We cannot directly choose an AGI’s utility function

This is my first post at this forum, and I am going to address a confusion that I believe some people have, and that may hinder some beginners from being able to contribute helpful ideas to the AI safety debate.

Namely, the confusion is the idea that we can choose an AGI’s utility function, and that as a consequence, that the biggest problem in AI alignment is figuring out what utility function an AGI should have.

Because I have not seen anyone argue for that explicitly, I’m going to add some quotes to documents that beginners are expected to read, and I’ll argue why someone reading these quotes might confused as a result.

Is it easy to give an intelligent machine a goal?

Here is from MIRI’s Four Background Claims:

Regardless of their intelligence level, and regardless of your intentions, computers do exactly what you programmed them to do. If you program an extremely intelligent machine to execute plans that it predicts lead to futures where cancer is cured, then it may be that the shortest path it can find to a cancer-free future entails kidnapping humans for experimentation (and resisting your attempts to alter it, as those would slow it down).

Computers do indeed do exactly as you programmed them to do, but only on the very narrow sense of executing the exact machine instructions you give.

There are clearly no instructions for executing “plans that the machine predicts will lead to futures where some statement X is true” (where X may be “cancer is cured”, or something else).

Unless we have fundamental advances in alignment, it will likely not be possible to give orders to intelligent machines like that. I will go even further and question whether, among the order-following AGIs, the ones that follows orders literally and dangerously are any easier to build. As far as I am aware of both may be actually equally difficult to come up with.

If this is so, then the cautionary tale sounds a little off. Yes, they might help us recognize how hard it is for us to know precisely what we want. And yes, they might serve to impress people with easy-to-imagine examples of AGIs causing a catastrophe.

But it may also enshrine a mindset that the AI alignment problem is mostly about finding the ‘right’ utility function for an AGI to have (that takes into account corrigibility, impact metrics and so on), when we actually have no evidence this will help.

━━━━━━━━

EXERCISE A> Reproduce the stretch of the post from "We cannot directly" through "AGI should have.".
EXERCISE B>
Answer these questions from the post:
(i) Which MIRI document does the post quote?
(ii) In the quoted passage, what might the shortest path to a cancer-free future entail?
(iii) In what narrow sense does the post say computers do exactly as programmed?

RECORDED DATA>
━━━━━━━━

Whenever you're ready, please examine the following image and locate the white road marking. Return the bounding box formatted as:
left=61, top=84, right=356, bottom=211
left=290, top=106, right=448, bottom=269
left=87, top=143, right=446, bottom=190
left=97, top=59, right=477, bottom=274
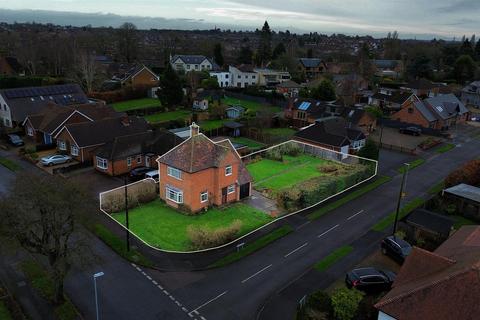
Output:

━━━━━━━━

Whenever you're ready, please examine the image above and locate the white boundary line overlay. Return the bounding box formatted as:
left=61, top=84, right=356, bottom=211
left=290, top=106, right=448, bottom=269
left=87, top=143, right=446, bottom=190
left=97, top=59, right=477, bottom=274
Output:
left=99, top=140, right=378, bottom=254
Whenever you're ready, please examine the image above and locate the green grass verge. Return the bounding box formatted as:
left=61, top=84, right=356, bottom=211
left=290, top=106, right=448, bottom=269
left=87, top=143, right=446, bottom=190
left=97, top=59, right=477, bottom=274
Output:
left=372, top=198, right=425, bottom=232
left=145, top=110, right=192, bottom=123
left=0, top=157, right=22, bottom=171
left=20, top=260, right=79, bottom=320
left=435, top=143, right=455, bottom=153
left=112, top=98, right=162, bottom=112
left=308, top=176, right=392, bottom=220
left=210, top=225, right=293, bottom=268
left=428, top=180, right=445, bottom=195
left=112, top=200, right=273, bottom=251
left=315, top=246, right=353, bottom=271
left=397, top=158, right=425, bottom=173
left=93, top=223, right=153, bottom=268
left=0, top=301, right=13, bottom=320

━━━━━━━━

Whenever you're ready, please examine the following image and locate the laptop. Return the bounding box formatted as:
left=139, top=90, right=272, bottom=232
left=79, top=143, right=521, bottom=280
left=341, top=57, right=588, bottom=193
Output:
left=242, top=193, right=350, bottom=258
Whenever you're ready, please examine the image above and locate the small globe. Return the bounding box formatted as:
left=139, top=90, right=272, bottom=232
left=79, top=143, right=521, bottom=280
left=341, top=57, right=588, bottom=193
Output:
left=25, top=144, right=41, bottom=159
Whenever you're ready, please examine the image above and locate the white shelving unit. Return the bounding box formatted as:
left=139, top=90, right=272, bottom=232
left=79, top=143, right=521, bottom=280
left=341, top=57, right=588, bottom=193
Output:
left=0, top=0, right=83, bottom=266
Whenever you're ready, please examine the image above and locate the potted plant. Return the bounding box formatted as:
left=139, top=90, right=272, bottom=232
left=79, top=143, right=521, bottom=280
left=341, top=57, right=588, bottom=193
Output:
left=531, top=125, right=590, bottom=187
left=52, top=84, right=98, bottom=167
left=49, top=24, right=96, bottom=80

━━━━━━━━

FINAL ANSWER A>
We cannot directly choose an AGI’s utility function

This is my first post at this forum, and I am going to address a confusion that I believe some people have, and that may hinder some beginners from being able to contribute helpful ideas to the AI safety debate.

Namely, the confusion is the idea that we can choose an AGI’s utility function, and that as a consequence, that the biggest problem in AI alignment is figuring out what utility function an AGI should have.

FINAL ANSWER B>
(i) Four Background Claims
(ii) Kidnapping humans for experimentation
(iii) Executing the exact machine instructions you give